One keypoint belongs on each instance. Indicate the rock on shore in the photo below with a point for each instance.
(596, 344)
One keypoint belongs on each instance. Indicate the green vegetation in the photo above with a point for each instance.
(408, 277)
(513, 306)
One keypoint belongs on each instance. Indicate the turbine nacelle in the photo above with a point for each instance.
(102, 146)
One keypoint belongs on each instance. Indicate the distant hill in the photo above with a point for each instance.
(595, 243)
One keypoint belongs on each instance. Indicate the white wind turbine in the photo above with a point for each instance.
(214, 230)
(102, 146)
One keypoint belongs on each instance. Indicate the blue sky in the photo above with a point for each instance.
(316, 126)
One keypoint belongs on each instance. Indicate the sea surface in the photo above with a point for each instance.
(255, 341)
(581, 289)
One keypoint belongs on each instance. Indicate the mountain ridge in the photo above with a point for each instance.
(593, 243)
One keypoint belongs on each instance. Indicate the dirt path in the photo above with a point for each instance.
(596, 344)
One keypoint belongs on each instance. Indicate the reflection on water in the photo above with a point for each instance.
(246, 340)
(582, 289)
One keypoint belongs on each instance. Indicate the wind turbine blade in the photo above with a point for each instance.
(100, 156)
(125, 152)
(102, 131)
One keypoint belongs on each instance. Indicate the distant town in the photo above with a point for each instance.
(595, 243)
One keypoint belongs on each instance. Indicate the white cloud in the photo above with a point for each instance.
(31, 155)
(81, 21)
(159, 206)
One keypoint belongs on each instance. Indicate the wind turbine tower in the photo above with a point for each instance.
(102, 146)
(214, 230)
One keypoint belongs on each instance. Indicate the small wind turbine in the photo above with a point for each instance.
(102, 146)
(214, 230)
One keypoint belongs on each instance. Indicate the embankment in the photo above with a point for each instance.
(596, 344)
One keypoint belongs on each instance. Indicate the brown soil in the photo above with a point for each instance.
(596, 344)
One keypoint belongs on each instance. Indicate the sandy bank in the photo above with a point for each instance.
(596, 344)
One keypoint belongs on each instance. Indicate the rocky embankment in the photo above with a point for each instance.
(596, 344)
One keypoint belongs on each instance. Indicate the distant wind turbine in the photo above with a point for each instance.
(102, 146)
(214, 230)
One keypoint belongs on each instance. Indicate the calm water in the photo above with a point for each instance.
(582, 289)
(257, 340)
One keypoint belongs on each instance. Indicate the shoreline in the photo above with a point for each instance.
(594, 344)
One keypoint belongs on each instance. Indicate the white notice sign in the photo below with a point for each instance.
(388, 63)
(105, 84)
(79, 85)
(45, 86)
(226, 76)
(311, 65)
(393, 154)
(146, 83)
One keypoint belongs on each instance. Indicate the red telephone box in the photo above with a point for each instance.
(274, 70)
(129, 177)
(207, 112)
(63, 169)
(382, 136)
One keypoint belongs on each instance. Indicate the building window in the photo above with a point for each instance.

= = = =

What the task requires
Rewrite the lines above as a numbered list, leaving out any blank lines.

Exercise answer
1. One keypoint belongs on each instance. Indicate the rock on shore in the photo below with a point for each instance.
2. (596, 344)
3. One keypoint belongs on each instance. Indicate the green vegetation in the photo above with a point for each instance.
4. (408, 277)
5. (513, 306)
6. One keypoint belongs on each instance. Indicate the turbine nacelle in the photo above with a point for each instance.
7. (102, 146)
8. One keypoint belongs on each instance. Indicate the distant hill in the photo above with a point for each instance.
9. (595, 243)
10. One keypoint belongs on each instance. Indicate the white wind turbine in the photo above with a point for each instance.
11. (214, 230)
12. (102, 146)
13. One keypoint belongs on each instance. Indicate the blue sky in the photo above with a point for each instance.
14. (316, 126)
15. One keypoint belongs on each instance. Indicate the sea surface in the photo above with a point for each instance.
16. (255, 341)
17. (581, 289)
18. One keypoint belongs on each instance. Indicate the mountain ridge in the photo above with a point for each instance.
19. (593, 243)
20. One keypoint belongs on each instance. Indicate the dirt path in the photo above with a point for each instance.
21. (596, 344)
22. One keypoint belongs on each instance. Indicate the reflection on water in the photo above with a point for each instance.
23. (246, 340)
24. (582, 289)
25. One keypoint belongs on each instance. Indicate the wind turbine blade in the photo above with a point for each instance.
26. (100, 156)
27. (125, 152)
28. (102, 131)
29. One keypoint belongs on each instance. Indicate the distant town in the photo above with a point for each instance.
30. (595, 243)
31. One keypoint belongs on each instance. Indicate the white cloud in the photo above with a point for each instance.
32. (31, 155)
33. (81, 21)
34. (159, 206)
35. One keypoint belongs on each instance. Indicate the wind turbine tower in the photo above with a point for each instance.
36. (102, 146)
37. (214, 230)
38. One keypoint belongs on each instance. Indicate the small wind turbine in the photo above with a point for each instance.
39. (102, 146)
40. (214, 230)
41. One keypoint belongs on each instance. Indicate the embankment in the photo above with a point for each instance.
42. (596, 344)
43. One keypoint belongs on each instance. Indicate the brown soil in the photo above with a point for each instance.
44. (596, 344)
45. One keypoint belongs on each instance. Indicate the sandy bank in the photo above with a point for each instance.
46. (596, 344)
47. One keypoint belongs on each instance. Indicate the rocky embankment in the photo above with a point for each instance.
48. (596, 344)
49. One keypoint belongs on each instance. Indicate the distant wind turbine in the photo above with a point for each instance.
50. (102, 146)
51. (214, 230)
52. One keypoint belongs on each instance. Indicate the calm water in the photo above with a point for each instance.
53. (582, 289)
54. (257, 340)
55. One keypoint belongs on each instance. Indicate the shoreline in the photo above with a point for each instance.
56. (594, 344)
57. One keypoint belongs on each instance. Indicate the white notice sign in the photo below with a point for each instance.
58. (388, 63)
59. (105, 84)
60. (79, 85)
61. (45, 86)
62. (226, 76)
63. (311, 65)
64. (393, 154)
65. (146, 83)
66. One keypoint belongs on each instance. Indicate the red telephone box in the photo above with a point for each instance.
67. (274, 70)
68. (129, 177)
69. (207, 112)
70. (63, 169)
71. (382, 136)
72. One keypoint belongs on each instance. Indicate the building window in the photo above with a point for each instance.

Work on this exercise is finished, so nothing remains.